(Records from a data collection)
______

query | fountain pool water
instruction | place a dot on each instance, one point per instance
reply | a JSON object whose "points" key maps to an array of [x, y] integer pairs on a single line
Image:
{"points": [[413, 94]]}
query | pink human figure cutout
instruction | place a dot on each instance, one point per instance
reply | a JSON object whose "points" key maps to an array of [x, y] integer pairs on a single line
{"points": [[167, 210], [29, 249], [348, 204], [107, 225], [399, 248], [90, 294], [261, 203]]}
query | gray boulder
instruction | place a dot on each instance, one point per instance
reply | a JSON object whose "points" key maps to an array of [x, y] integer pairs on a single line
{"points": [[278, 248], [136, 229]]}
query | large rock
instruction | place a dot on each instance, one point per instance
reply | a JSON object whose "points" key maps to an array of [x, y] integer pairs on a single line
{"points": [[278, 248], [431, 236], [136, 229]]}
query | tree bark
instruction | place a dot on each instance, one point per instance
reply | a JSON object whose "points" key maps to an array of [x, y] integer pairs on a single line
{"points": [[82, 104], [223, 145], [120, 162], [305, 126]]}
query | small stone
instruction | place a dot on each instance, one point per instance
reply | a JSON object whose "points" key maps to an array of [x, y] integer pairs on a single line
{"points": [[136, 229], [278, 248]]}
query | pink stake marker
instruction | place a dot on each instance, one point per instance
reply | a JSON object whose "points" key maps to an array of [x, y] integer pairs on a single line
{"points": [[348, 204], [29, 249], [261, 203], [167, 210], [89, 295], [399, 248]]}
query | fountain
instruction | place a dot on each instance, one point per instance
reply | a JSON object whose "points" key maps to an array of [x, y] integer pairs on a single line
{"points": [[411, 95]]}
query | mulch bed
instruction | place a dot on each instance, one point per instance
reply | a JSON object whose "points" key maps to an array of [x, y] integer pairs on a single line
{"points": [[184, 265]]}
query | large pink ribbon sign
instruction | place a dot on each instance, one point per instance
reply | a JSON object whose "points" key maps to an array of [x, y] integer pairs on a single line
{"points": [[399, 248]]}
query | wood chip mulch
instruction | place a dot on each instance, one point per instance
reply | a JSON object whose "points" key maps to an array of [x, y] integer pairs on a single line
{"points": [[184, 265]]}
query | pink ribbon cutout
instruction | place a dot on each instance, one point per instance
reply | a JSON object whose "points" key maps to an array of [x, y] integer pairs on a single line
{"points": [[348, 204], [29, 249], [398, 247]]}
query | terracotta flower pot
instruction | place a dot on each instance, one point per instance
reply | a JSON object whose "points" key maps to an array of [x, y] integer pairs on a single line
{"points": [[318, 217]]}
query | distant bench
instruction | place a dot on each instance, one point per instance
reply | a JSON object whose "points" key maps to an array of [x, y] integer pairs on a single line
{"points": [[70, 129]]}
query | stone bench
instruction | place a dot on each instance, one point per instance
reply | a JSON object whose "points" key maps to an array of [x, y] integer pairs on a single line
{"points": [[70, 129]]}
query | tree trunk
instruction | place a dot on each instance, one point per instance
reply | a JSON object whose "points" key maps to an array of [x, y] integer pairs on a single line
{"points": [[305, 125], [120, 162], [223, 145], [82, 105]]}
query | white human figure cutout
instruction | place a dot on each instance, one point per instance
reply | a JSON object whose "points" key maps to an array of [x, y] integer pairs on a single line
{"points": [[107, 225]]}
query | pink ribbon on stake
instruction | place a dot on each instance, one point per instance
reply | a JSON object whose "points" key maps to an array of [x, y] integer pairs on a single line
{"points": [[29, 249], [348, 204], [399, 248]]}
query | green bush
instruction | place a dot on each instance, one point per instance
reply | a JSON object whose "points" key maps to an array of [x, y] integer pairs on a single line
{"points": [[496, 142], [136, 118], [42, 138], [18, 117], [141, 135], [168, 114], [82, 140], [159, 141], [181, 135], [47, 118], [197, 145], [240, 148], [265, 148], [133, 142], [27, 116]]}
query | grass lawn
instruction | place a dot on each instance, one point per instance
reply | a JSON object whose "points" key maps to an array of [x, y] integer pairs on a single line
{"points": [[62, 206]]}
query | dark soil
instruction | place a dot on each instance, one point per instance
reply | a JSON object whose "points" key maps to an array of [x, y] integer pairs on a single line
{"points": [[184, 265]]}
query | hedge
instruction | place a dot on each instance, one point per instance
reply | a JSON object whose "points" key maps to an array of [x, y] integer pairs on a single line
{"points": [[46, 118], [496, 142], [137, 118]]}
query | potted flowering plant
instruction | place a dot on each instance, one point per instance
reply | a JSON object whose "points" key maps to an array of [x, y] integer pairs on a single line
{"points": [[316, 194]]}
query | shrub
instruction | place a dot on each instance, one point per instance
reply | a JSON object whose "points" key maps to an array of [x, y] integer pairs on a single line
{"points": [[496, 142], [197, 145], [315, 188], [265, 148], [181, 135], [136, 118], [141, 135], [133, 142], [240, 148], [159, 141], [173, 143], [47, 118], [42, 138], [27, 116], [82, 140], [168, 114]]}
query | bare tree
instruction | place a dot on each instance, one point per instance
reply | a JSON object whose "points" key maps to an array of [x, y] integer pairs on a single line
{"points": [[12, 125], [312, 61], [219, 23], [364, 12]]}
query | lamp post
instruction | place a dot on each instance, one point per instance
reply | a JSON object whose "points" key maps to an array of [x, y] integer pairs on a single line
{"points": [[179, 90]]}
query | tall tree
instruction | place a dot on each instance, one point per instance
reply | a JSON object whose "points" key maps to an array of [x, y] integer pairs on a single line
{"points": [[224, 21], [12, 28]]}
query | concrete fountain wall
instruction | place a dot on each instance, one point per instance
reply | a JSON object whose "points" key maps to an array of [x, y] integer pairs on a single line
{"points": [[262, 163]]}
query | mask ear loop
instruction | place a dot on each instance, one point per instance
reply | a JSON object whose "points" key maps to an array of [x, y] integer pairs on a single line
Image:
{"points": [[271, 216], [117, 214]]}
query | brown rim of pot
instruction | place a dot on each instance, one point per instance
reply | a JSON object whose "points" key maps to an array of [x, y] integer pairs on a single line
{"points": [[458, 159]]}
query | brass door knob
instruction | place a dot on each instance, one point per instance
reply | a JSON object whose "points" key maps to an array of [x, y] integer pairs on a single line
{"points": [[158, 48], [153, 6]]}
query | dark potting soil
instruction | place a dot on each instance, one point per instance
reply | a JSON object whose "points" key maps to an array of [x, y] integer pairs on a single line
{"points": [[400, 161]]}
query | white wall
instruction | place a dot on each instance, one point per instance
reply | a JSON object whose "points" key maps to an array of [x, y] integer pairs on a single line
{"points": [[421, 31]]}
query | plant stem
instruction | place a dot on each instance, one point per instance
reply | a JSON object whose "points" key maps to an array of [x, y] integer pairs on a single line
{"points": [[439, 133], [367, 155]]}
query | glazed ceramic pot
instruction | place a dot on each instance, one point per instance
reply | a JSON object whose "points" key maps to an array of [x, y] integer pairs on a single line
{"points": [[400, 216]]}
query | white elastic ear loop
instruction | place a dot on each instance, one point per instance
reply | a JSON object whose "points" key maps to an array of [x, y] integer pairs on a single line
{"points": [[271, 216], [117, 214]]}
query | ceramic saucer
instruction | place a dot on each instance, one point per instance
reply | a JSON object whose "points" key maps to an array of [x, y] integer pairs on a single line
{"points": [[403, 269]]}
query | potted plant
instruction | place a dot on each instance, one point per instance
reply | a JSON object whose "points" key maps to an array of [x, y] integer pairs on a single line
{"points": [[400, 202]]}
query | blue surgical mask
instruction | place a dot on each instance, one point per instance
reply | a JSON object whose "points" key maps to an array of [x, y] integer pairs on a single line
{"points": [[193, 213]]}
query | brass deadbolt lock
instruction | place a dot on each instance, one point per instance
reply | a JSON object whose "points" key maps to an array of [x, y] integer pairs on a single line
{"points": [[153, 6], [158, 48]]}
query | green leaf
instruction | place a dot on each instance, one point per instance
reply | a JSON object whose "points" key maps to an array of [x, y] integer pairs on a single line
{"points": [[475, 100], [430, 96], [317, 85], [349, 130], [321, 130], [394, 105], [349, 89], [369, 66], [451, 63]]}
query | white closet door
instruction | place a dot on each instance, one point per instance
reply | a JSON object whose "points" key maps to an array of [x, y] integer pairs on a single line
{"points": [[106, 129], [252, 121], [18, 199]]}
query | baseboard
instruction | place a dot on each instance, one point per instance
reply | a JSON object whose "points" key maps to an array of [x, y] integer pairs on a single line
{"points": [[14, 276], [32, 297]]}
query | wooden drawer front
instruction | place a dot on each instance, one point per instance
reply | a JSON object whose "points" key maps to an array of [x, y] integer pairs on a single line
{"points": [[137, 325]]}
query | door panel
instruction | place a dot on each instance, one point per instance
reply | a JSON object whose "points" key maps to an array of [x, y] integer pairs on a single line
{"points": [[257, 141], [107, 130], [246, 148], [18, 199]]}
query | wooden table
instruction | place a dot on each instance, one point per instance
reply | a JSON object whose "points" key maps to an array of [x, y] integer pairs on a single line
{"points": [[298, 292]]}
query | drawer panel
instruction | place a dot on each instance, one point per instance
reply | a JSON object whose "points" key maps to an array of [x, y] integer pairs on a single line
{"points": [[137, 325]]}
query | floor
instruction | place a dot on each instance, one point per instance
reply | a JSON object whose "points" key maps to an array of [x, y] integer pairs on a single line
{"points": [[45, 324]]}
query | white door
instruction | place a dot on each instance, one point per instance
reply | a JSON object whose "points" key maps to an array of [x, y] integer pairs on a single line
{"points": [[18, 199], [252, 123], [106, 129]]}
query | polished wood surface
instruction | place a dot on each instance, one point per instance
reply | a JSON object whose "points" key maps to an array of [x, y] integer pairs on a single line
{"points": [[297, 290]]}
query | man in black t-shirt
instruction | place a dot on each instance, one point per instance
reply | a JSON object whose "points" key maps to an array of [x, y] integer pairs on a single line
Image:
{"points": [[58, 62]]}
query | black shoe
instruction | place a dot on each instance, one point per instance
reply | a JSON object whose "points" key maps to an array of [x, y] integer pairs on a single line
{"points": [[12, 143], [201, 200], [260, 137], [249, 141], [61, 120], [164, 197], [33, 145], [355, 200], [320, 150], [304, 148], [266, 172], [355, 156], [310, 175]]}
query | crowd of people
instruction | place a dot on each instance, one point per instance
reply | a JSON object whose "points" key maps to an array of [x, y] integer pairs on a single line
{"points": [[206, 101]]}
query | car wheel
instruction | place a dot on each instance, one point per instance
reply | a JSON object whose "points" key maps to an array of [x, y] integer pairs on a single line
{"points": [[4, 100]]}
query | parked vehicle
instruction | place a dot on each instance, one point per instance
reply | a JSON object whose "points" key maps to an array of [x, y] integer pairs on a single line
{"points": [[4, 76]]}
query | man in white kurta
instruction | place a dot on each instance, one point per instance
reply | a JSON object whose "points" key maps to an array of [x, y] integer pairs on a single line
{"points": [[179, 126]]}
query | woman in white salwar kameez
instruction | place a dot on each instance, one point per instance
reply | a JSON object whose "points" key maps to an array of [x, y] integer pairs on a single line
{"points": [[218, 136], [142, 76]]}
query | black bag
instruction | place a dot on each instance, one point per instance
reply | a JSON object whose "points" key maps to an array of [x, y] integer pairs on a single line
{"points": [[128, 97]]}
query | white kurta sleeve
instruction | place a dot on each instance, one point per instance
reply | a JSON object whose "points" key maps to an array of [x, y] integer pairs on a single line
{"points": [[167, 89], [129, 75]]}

______

TO DO:
Report how many lines of the entries hold the string "dark". Provide the number alone.

RESULT OF THE TASK:
2